» Excerpts of location labeling records:
[Start]

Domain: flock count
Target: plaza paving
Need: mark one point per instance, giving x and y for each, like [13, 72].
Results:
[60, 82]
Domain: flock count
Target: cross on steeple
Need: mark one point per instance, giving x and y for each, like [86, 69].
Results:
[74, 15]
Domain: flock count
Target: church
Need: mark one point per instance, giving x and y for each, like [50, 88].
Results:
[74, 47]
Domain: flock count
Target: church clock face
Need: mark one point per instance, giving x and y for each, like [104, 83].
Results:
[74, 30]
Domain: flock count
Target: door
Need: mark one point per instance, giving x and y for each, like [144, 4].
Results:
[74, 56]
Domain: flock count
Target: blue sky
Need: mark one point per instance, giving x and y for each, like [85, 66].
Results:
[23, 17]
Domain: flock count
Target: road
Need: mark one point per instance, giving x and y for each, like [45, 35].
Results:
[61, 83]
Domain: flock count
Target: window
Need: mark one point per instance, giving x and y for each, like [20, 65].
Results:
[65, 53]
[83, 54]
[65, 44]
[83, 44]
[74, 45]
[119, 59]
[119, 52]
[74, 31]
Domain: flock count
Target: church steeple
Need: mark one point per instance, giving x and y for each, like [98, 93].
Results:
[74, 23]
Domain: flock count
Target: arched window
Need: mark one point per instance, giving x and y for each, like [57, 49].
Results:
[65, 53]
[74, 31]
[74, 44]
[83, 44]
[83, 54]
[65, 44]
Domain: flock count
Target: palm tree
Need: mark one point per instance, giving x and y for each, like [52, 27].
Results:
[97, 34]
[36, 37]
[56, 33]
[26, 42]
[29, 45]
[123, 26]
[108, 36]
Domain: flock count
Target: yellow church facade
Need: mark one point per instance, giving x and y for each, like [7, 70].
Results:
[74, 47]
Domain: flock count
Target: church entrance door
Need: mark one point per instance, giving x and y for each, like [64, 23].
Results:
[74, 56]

[End]

» Exercise:
Render these records as a numbered list, omitting any blank lines.

» Solved problem:
1. Domain: flock count
2. Target: plaza paving
3. Need: mark one point per instance, giving x and y for each, like [13, 72].
4. Results:
5. [60, 82]
6. Domain: flock count
7. Target: cross on steeple
8. Need: mark one point per instance, giving x and y for each, like [86, 69].
9. Results:
10. [74, 15]
11. Domain: flock count
12. Target: church
13. Need: mark one point per instance, giving x and y for each, like [50, 88].
14. Results:
15. [74, 47]
16. Domain: flock count
17. Target: church clock face
18. Need: mark one point per instance, giving x and y for each, like [104, 83].
19. Results:
20. [74, 30]
21. Domain: flock count
22. Target: door
23. Need: mark one point per instance, giving x and y for each, like [144, 4].
24. Results:
25. [74, 56]
26. Domain: flock count
27. Target: blue sky
28. Need: mark one point per instance, giving x and y for each, like [85, 66].
29. Results:
30. [23, 17]
31. Domain: flock count
32. Target: road
33. Need: mark one point per instance, giving x and y for each, like [45, 35].
34. Results:
35. [61, 83]
36. Domain: flock count
37. Target: window
38. Need: mark one point per instance, giving x and y for each, like [20, 65].
39. Results:
40. [65, 53]
41. [83, 54]
42. [65, 44]
43. [83, 44]
44. [74, 45]
45. [119, 59]
46. [119, 52]
47. [74, 31]
48. Domain: flock count
49. Target: church steeple
50. Need: mark one point per instance, giving x and y for each, like [98, 93].
51. Results:
52. [74, 23]
53. Domain: flock count
54. Target: arched window
55. Need: mark one point per instance, giving x and y for each, like [57, 49].
56. Results:
57. [65, 53]
58. [74, 31]
59. [74, 44]
60. [83, 44]
61. [83, 54]
62. [65, 44]
63. Domain: flock count
64. Target: palm tree
65. Need: mark one point per instance, giving x and y for each, like [52, 27].
66. Results:
67. [97, 34]
68. [36, 37]
69. [56, 33]
70. [26, 42]
71. [29, 45]
72. [123, 26]
73. [108, 36]
74. Domain: flock count
75. Target: yellow church facade
76. Need: mark one point per instance, giving x and y for each, like [7, 70].
77. Results:
78. [74, 47]
79. Domain: flock count
80. Target: church entrance door
81. Need: mark one point per instance, giving x and y for each, like [64, 23].
82. Results:
83. [74, 56]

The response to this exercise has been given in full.